### Extracted records
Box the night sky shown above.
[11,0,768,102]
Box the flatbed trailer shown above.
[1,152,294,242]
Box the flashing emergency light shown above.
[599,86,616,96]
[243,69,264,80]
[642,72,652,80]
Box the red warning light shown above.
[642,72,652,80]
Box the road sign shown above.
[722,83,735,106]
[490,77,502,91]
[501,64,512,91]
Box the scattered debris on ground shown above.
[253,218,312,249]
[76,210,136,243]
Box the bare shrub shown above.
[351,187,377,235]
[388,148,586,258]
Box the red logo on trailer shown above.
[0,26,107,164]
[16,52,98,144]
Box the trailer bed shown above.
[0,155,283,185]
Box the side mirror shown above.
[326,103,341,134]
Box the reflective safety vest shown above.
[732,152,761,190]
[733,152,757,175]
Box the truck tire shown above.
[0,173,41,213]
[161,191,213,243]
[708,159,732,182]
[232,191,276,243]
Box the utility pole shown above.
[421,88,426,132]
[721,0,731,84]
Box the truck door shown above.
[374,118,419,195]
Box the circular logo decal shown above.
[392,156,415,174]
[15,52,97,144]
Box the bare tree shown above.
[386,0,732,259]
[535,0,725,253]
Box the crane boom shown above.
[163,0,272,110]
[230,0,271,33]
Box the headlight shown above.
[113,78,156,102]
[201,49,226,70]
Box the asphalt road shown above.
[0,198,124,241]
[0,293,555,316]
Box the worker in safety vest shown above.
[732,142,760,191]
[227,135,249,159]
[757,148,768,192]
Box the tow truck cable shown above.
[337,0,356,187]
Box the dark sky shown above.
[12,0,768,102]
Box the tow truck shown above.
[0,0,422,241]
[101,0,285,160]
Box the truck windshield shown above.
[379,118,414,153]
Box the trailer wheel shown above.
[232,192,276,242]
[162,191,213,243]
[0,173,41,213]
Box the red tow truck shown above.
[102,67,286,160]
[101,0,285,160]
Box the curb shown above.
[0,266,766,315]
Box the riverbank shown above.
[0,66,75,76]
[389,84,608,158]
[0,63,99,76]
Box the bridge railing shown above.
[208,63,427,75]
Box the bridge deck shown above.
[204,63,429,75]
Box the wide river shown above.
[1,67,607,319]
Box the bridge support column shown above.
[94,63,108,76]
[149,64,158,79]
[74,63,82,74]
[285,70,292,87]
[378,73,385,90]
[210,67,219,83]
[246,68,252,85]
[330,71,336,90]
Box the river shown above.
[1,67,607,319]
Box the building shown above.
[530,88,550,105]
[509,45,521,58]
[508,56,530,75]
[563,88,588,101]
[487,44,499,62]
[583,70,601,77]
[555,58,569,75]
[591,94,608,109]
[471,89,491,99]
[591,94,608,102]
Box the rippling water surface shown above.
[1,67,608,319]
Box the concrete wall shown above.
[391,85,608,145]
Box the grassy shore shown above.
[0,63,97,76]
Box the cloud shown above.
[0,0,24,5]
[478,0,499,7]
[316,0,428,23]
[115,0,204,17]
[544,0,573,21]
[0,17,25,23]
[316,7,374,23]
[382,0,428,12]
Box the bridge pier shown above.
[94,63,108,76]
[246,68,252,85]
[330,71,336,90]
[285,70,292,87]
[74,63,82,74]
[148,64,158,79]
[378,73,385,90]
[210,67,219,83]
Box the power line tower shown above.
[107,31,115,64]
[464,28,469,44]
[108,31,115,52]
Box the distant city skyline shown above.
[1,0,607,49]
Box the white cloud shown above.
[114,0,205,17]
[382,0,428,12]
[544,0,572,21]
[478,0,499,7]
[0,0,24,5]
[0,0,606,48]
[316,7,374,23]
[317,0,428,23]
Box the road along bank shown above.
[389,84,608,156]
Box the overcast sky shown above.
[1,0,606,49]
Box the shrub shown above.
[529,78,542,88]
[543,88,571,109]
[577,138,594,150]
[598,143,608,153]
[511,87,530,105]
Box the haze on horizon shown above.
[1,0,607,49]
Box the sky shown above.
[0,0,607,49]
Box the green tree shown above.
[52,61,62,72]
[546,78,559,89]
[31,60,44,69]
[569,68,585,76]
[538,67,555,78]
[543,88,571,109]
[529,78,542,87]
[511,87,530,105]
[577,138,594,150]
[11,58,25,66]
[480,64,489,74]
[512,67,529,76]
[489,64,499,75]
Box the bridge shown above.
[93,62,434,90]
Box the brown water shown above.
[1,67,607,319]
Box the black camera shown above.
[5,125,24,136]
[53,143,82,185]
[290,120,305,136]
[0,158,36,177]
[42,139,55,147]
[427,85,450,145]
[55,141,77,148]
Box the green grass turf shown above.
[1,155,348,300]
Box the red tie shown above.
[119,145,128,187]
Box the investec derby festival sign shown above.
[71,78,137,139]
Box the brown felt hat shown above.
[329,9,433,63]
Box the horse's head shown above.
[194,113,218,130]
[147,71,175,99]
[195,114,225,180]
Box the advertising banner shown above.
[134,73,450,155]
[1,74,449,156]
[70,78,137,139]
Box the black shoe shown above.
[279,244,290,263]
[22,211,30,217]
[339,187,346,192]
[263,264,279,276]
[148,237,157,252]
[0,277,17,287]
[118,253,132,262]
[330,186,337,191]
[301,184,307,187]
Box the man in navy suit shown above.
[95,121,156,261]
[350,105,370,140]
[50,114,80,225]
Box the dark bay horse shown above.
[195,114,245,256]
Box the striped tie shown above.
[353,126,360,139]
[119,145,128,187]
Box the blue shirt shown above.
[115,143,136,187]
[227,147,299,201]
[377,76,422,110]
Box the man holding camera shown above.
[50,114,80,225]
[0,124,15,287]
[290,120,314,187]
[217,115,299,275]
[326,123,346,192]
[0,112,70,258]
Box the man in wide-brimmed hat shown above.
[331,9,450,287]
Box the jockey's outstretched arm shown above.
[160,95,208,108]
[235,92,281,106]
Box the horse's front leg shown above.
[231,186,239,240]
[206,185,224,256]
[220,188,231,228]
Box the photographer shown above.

### Action item
Every entry needs to be written out again, exactly as given.

### Answer section
Box the night sky shown above.
[11,0,768,102]
Box the flatbed trailer shown above.
[1,152,294,242]
Box the flashing emergency light shown above.
[599,86,616,96]
[243,69,264,80]
[642,72,652,80]
Box the red warning light shown above.
[642,72,652,80]
Box the road sign shown above.
[722,83,735,106]
[490,77,502,91]
[501,64,512,91]
Box the scattered debris on ground shown above.
[253,218,312,249]
[76,210,136,243]
Box the bare shrub shown above.
[351,187,377,235]
[388,148,586,258]
Box the red logo on trailer shown above.
[0,26,107,164]
[16,52,98,144]
Box the trailer bed shown above.
[0,155,283,185]
Box the side mirror shown above.
[326,103,341,134]
Box the reflective safety vest shown above.
[732,152,761,190]
[733,152,757,175]
Box the truck tire shown above.
[0,173,41,213]
[161,191,213,243]
[708,159,732,182]
[232,191,276,243]
Box the utility pole shown above.
[421,88,426,132]
[721,0,731,84]
Box the truck door shown above.
[374,118,419,195]
Box the circular logo decal shown above.
[392,156,415,174]
[15,52,97,144]
Box the bare tree shown above.
[386,0,732,259]
[535,0,725,253]
Box the crane boom shown above.
[163,0,272,110]
[230,0,271,33]
Box the headlight shown above.
[113,78,156,102]
[201,49,226,70]
Box the asphalt road shown above.
[0,198,124,241]
[0,293,555,316]
Box the worker in safety vest shown above.
[732,142,760,191]
[227,135,249,159]
[757,148,768,192]
Box the tow truck cable shown above.
[337,0,356,187]
Box the dark sky shown above.
[12,0,768,102]
Box the tow truck shown above.
[0,0,422,241]
[101,0,285,160]
Box the truck windshield shown above.
[379,118,414,153]
Box the trailer wheel shown above.
[232,192,276,242]
[162,191,213,243]
[0,173,41,213]
Box the red tow truck shown above.
[102,67,286,160]
[101,0,285,160]
Box the curb shown above.
[0,266,766,315]
Box the riverbank shown above.
[0,66,75,76]
[389,84,608,158]
[0,63,99,76]
Box the bridge railing shown above.
[208,63,427,75]
Box the bridge deck shown above.
[204,63,429,75]
Box the wide river shown above.
[1,67,607,319]
Box the bridge support column shown above.
[94,63,108,76]
[149,64,158,79]
[74,63,82,74]
[285,70,292,87]
[378,73,385,90]
[210,67,219,83]
[246,68,252,85]
[330,71,336,90]
Box the river shown above.
[1,67,607,319]
Box the building shown above.
[530,88,550,105]
[509,45,521,58]
[508,56,530,75]
[563,88,588,101]
[487,44,499,62]
[583,70,601,77]
[555,58,569,75]
[591,94,608,109]
[471,89,491,99]
[591,94,608,102]
Box the rippling water surface shown above.
[1,67,608,319]
Box the concrete wall shown above.
[391,85,608,145]
Box the grassy shore shown above.
[0,63,97,76]
Box the cloud shown above.
[0,0,24,5]
[478,0,499,7]
[316,0,428,23]
[115,0,204,17]
[544,0,573,21]
[0,17,25,23]
[316,7,374,23]
[382,0,428,12]
Box the bridge pier shown above.
[94,63,108,76]
[246,68,252,85]
[330,71,336,90]
[285,70,292,87]
[74,63,82,74]
[148,64,158,79]
[378,73,385,90]
[210,67,219,83]
Box the power line tower shown above.
[107,31,115,64]
[464,28,469,44]
[108,31,115,52]
Box the distant city skyline shown above.
[1,0,607,49]
Box the white cloud shown above.
[114,0,205,17]
[382,0,428,12]
[544,0,572,21]
[478,0,499,7]
[0,0,24,5]
[0,0,606,48]
[316,7,374,23]
[317,0,428,23]
Box the road along bank shown above.
[389,84,608,156]
Box the overcast sky shown above.
[1,0,606,49]
Box the shrub shown above.
[529,78,542,88]
[543,88,571,109]
[577,138,594,150]
[598,143,608,153]
[511,87,530,105]
Box the haze on horizon shown above.
[1,0,607,49]
Box the sky shown above.
[0,0,607,49]
Box the green tree shown above.
[52,61,62,72]
[546,78,559,89]
[31,60,44,69]
[569,68,585,76]
[538,67,555,78]
[543,88,571,109]
[529,78,542,87]
[511,87,530,105]
[577,138,594,150]
[11,58,25,66]
[480,64,489,74]
[512,67,529,76]
[489,64,499,75]
Box the bridge shown above.
[93,62,434,90]
Box the brown water shown above.
[1,67,607,319]
Box the black camera shown above.
[5,125,24,136]
[53,143,82,185]
[290,120,305,136]
[0,158,36,177]
[42,139,55,147]
[427,85,450,145]
[55,141,77,148]
Box the green grass turf shown above.
[1,155,348,300]
Box the red tie shown above.
[119,145,128,187]
Box the investec derby festival sign shown above.
[71,78,137,139]
Box the brown felt hat shown above.
[329,9,433,63]
Box the horse's head shown above.
[194,113,218,130]
[147,71,175,99]
[195,114,225,180]
Box the advertising banner shown above.
[134,73,450,155]
[1,74,449,156]
[70,78,137,139]
Box the black shoe shown above.
[279,244,290,263]
[22,211,30,217]
[339,187,346,192]
[263,264,279,276]
[148,237,157,252]
[0,277,17,287]
[118,253,132,262]
[330,186,337,191]
[301,184,307,187]
Box the man in navy suit shown above.
[95,121,156,261]
[350,105,370,140]
[50,114,80,225]
Box the dark bay horse shown above.
[195,114,245,256]
Box the striped tie shown above.
[353,126,360,139]
[119,145,128,187]
Box the blue shirt shown above.
[115,143,136,187]
[227,147,299,201]
[377,76,422,110]
Box the man holding camera shown above.
[50,114,80,225]
[0,124,15,287]
[290,120,314,187]
[217,115,299,275]
[326,123,346,192]
[0,112,70,258]
Box the man in wide-brimmed hat shown above.
[331,9,450,287]
Box the jockey's outstretched arm shown above.
[160,95,208,108]
[235,92,281,106]
Box the horse's front leg shown above.
[231,186,239,240]
[206,185,224,256]
[220,188,231,228]
Box the photographer shown above.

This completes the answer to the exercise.